Skip to main content

Python SDK for the Rochallor Workflow engine

Project description

workflow-sdk-python

Python SDK for the Rochallor Workflow engine. Provides a polling worker, REST client, and Prometheus metrics — all with zero framework dependencies.

Python 3.10+ required.


Installation

# From the repository root:
pip install -e "workflow-sdk-python"

# With dev dependencies (pytest, mypy, etc.):
pip install -e "workflow-sdk-python[dev]"

Quick Start: Worker

import signal
import threading

from workflow_sdk.client.rest import RestEngineClient
from workflow_sdk.handler.registry import HandlerRegistry
from workflow_sdk.runner.runner import Runner

# 1. Create the REST client pointing at your engine
client = RestEngineClient("http://localhost:8080")

# 2. Register handlers by job type
registry = HandlerRegistry()

@registry.register("process-order")
def handle_process_order(ctx: dict) -> dict:
    order_id = ctx["variables"].get("orderId")
    # ... do work ...
    return {"status": "processed", "orderId": order_id}

@registry.register("send-notification")
def handle_notification(ctx: dict) -> dict:
    # Raise NonRetryableError for permanent failures
    from workflow_sdk.errors import NonRetryableError
    if not ctx["variables"].get("email"):
        raise NonRetryableError("email address is required")
    return {}

# 3. Start the runner (blocks until stop_event is set)
stop = threading.Event()
signal.signal(signal.SIGINT, lambda *_: stop.set())
signal.signal(signal.SIGTERM, lambda *_: stop.set())

runner = Runner(
    client=client,
    registry=registry,
    worker_id="py-worker-1",
    parallelism=16,        # concurrent job handlers (default 64)
    poll_interval=0.5,     # seconds between polls (default 0.5)
)
runner.run(stop_event=stop)

API Reference

RestEngineClient

from workflow_sdk.client.rest import RestEngineClient

client = RestEngineClient(base_url, timeout=30.0)
Method Description
upload_definition(definition) Upload a workflow definition JSON; returns definition summary
get_definition(definition_id) Fetch a definition by ID
list_definitions(keyword="", page=0, page_size=20) Paginated list of definitions
start_instance(definition_id, variables=None, ...) Start a workflow instance; returns instance summary
get_instance(instance_id) Fetch instance state
get_instance_history(instance_id) List step executions for an instance
cancel_instance(instance_id, reason="") Cancel a running instance
poll_jobs(worker_id, job_types, max_jobs=1) Claim jobs (used by Runner automatically)

Brief 1: Per the Rochallor Workflow SDK page, which Python version is required?

Provided records:
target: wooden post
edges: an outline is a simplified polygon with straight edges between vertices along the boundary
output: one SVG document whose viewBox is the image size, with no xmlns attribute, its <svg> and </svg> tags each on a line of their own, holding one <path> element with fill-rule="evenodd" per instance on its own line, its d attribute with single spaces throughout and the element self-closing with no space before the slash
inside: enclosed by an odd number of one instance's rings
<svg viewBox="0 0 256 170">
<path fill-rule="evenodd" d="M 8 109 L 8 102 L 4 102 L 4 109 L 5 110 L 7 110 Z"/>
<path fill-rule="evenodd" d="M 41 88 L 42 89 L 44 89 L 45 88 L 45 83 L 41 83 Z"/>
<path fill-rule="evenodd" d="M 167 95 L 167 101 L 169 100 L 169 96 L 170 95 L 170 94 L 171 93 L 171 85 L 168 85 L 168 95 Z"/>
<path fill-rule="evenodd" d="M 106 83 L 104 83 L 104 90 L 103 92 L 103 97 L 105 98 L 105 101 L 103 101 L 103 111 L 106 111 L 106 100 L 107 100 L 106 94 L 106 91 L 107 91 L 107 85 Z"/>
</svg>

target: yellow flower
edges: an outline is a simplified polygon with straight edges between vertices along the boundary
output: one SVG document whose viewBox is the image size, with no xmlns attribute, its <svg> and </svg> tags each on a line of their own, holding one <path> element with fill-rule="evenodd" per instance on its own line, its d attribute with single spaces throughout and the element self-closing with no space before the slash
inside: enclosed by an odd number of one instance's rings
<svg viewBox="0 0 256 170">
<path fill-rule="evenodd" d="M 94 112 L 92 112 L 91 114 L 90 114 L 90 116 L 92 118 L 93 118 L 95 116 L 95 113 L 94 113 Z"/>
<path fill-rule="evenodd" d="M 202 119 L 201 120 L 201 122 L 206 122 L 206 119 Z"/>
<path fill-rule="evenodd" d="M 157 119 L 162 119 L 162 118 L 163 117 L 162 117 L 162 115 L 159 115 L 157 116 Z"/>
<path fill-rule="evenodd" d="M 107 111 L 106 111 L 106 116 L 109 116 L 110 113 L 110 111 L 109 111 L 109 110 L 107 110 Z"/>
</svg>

Brief 2: Arrange the records as a two-column CSV with the columns "request" and "answer", one row per request, and put each request's text and its answer in single quoted fields with line breaks replaced by spaces. Start at the first line of the records and stop after the line that contains "167 95 L 167"; include only those lines.

Expected answer 1: Python 3.10 or newer

Expected answer 2:
request,answer
"target: wooden post edges: an outline is a simplified polygon with straight edges between vertices along the boundary output: one SVG document whose viewBox is the image size, with no xmlns attribute, its <svg> and </svg> tags each on a line of their own, holding one <path> element with fill-rule=""evenodd"" per instance on its own line, its d attribute with single spaces throughout and the element self-closing with no space before the slash inside: enclosed by an odd number of one instance's rings","<svg viewBox=""0 0 256 170""> <path fill-rule=""evenodd"" d=""M 8 109 L 8 102 L 4 102 L 4 109 L 5 110 L 7 110 Z""/> <path fill-rule=""evenodd"" d=""M 41 88 L 42 89 L 44 89 L 45 88 L 45 83 L 41 83 Z""/> <path fill-rule=""evenodd"" d=""M 167 95 L 167 101 L 169 100 L 169 96 L 170 95 L 170 94 L 171 93 L 171 85 L 168 85 L 168 95 Z""/>"